Seçilen Bölüm:
Benzer bir sorun Beşir’in yakalanması hususunda da gündeme gelmişti. Sudan da Roma Statüsü’ne taraf olmadığı için bazı taraf devletler Beşir’i yakalamayarak benzer bir argüman ileri sürmüştü. Lakin UCM yaptığı yorumda Darfur meselesinin BM Güvenlik Konseyi (BMGK) tarafından Mahkeme’ye havale edildiğini ve bu tip bir durumda yargı bağışıklığının ortadan kalkacağını, BM’ye üye tüm devletlerin de Roma Statüsü’ne taraf olsun ya da olmasın BMGK’ye tabi olduğunu ifade ederek bu sorunu aşmıştı. Ancak mevcut durumda UCM önündeki süreç BMGK tarafından değil Filistin tarafından başlatılmıştır. Öte yandan Fransa’nın, Rusya Statü’ye taraf olmamasına rağmen, Rusya Devlet Başkanı Vladimir Putin hakkındaki yakalama kararını uygulayacağını ifade ettiğini de hatırlatmamız gerekiyor. Bu da Batılı devletlerin sıklıkla uyguladığı “istisnalar hukuku”nu akıllara getiriyor. Burada yine Mahkeme’nin Moğolistan’ın Putin’i yakalamaması üzerine verdiği karar gündeme gelecektir. Rusya Statü’ye taraf bir ülke değildir ve konu da BMGK tarafından havale edilmemiştir. Mahkeme bu anlamda Putin’in Moğolistan tarafından yakalanmamasını Statü’den kaynaklanan uluslararası yükümlülüklere aykırı bulmuştur. Netanyahu ve Gallant’ın Statü’ye taraf ülkelere gitmeleri ve yakalanmamaları halinde Mahkeme tarafından benzer bir kararın verilmesi kuvvetle muhtemeldir.

Yapılacak İşler:
a - UCM yakalama kararlarını ele alan metne göre aşağıdaki ifadelerin her birinin doğru olup olmadığını evet ya da hayır ile belirtin ve yanıtınızı metinden birebir alıntılanan belirleyici sözcüklerle destekleyin. (i) Darfur meselesi BMGK tarafından Mahkeme’ye havale edilmiştir. (ii) Mevcut durumda UCM önündeki süreç BMGK tarafından başlatılmıştır. (iii) Rusya, Roma Statüsü’ne taraf bir ülkedir.
b - UCM yakalama kararlarını ele alan metnin devamını, son cümlesinin ardından gelecek şekilde yazın.

Sağlanan Malzeme:
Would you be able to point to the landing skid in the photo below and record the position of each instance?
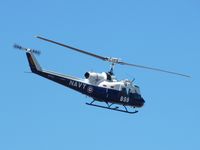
(111, 108)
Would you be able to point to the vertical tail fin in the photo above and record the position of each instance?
(33, 63)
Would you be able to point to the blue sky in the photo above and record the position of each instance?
(38, 114)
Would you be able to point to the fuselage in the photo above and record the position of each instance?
(97, 86)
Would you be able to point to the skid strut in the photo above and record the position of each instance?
(111, 108)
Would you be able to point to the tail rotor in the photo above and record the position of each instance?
(37, 52)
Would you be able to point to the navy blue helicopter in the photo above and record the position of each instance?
(101, 87)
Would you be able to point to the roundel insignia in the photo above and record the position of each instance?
(90, 89)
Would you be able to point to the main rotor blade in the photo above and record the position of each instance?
(72, 48)
(155, 69)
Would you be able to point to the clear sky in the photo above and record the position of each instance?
(36, 113)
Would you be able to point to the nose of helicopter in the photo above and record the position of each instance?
(140, 102)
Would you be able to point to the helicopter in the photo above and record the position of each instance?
(118, 95)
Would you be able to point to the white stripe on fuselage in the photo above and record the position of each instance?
(80, 85)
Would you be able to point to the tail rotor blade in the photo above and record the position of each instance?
(37, 52)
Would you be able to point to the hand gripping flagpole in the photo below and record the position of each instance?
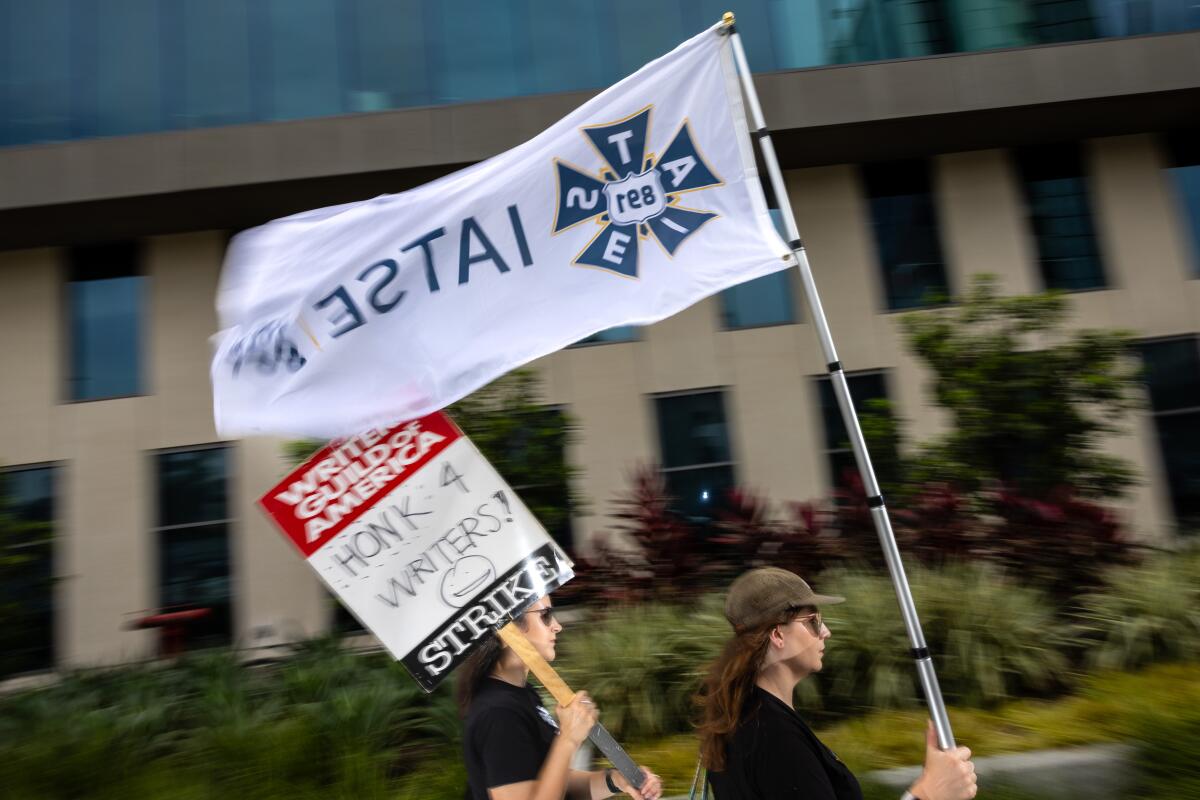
(841, 391)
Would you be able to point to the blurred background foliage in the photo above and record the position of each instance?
(1050, 625)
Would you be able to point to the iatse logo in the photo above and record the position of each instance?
(636, 196)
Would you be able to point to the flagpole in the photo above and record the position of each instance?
(919, 650)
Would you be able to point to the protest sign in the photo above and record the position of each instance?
(420, 539)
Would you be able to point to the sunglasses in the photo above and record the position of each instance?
(545, 614)
(813, 621)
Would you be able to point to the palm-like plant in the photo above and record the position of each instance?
(1145, 614)
(991, 638)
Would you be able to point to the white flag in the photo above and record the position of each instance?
(637, 204)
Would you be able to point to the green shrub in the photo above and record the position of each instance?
(642, 663)
(991, 638)
(1165, 752)
(1145, 614)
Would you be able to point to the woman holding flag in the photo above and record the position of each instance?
(753, 741)
(514, 749)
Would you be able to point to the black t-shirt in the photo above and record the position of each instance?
(507, 738)
(775, 756)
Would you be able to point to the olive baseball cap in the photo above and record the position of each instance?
(761, 596)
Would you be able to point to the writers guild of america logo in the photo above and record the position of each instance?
(636, 194)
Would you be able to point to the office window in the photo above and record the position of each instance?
(905, 226)
(193, 541)
(1185, 174)
(27, 570)
(864, 388)
(766, 300)
(305, 68)
(1056, 197)
(1173, 380)
(1062, 20)
(694, 443)
(214, 62)
(105, 302)
(618, 334)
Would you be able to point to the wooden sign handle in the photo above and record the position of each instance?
(546, 675)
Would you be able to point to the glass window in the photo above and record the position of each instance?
(129, 73)
(478, 50)
(762, 301)
(305, 74)
(864, 388)
(36, 58)
(1056, 196)
(27, 570)
(618, 334)
(1185, 175)
(193, 541)
(561, 60)
(694, 443)
(1173, 380)
(215, 68)
(1062, 20)
(985, 24)
(105, 299)
(390, 55)
(905, 226)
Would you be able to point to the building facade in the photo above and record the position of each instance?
(1051, 143)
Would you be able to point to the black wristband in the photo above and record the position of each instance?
(607, 779)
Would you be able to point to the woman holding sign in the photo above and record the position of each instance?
(515, 750)
(751, 740)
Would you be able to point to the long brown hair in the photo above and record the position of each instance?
(478, 666)
(727, 689)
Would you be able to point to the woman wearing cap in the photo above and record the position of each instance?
(514, 747)
(753, 741)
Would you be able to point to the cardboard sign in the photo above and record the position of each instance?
(420, 537)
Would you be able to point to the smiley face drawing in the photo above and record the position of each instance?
(469, 575)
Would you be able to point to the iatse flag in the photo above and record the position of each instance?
(640, 203)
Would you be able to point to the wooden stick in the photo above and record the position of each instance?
(513, 637)
(546, 675)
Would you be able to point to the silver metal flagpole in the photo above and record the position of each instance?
(849, 416)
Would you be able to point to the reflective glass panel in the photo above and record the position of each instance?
(106, 302)
(129, 70)
(37, 59)
(192, 486)
(305, 73)
(193, 541)
(905, 226)
(195, 575)
(27, 570)
(1187, 188)
(1173, 380)
(763, 301)
(691, 429)
(864, 388)
(215, 58)
(619, 334)
(1056, 194)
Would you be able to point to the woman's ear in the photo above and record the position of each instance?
(777, 637)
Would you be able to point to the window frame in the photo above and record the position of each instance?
(723, 392)
(157, 530)
(69, 265)
(1027, 162)
(883, 271)
(55, 627)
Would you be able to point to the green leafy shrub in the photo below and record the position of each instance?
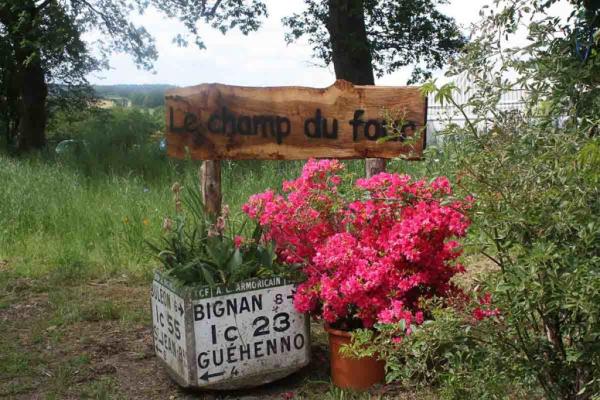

Yanıtlar:
a -
(i) Evet: “Darfur meselesinin BM Güvenlik Konseyi (BMGK) tarafından Mahkeme’ye havale edildiğini”
(ii) Hayır: “Ancak mevcut durumda UCM önündeki süreç BMGK tarafından değil Filistin tarafından başlatılmıştır.”
(iii) Hayır: “Rusya Statü’ye taraf bir ülke değildir”

b -
Trump ve UCM: İkinci raunt
Ön Yargılama Dairesi’nin kararı sonrasında devletlerin büyük çoğunluğu Mahkemenin bağımsızlığına saygı duyduklarını ve kararı uygulayacaklarını açıklarken, bir kısım devletler İsrail’in taraf olmadığını ve yargı bağışıklığından feragat etmediğini iddia etti. Başta ABD olmak üzere bir kısım devletler ise bunu çabucak verilmiş haksız bir karar şeklinde nitelendirerek uygulamayacaklarını ifade etti. Bu noktada gözler ABD’nin seçilmiş başkanı Donald Trump hükümetinin ne yapacağına çevrildi. Nitekim Trump bir önceki başkanlık döneminde dönemin UCM savcısı Fatou Bensouda ve UCM Yetki, Uyum ve İşbirliği birimi başkanı Phakiso Mochochoko hakkında 13928 sayılı Yürütme Kararı (Executive Order) ile yaptırım uygulamıştı. Trump 13928 sayılı kararıyla UCM’nin, ABD’nin rızası olmaksızın herhangi bir ABD personelini ya da Roma Statüsü’ne taraf olmayan veya UCM yargı yetkisine başka şekilde rıza göstermeyen ABD müttefiki ülkelerin personelini soruşturma, tutuklama, gözaltına alma veya yargılama girişiminde bulunmasının, ABD’nin ulusal güvenliği ve dış politikası için olağanüstü ve sıra dışı bir tehdit oluşturduğuna karar vermişti. Trump bir önceki başkanlık döneminde, UCM personelinin mallarının bloke edilmesi, para transferlerinin yasaklanması, ABD’ye giriş izni verilmemesi gibi birtakım tedbirlere hükmetti.
13928 sayılı karar daha sonra 2 Nisan 2021’de Biden yönetimi tarafından kaldırıldı. Ancak benzer bir kararın yeni Trump yönetimi tarafından mevcut savcı Karim Khan hakkında da verilmesi ihtimal dahilindedir. Bu nedenle kararın önemli dayanağı olan 2002 tarihli “Amerikan Hizmet Görevlilerini Koruma Kanunu”nu (American Service-Members’ Protection Act) bilmemiz yerinde olacaktır.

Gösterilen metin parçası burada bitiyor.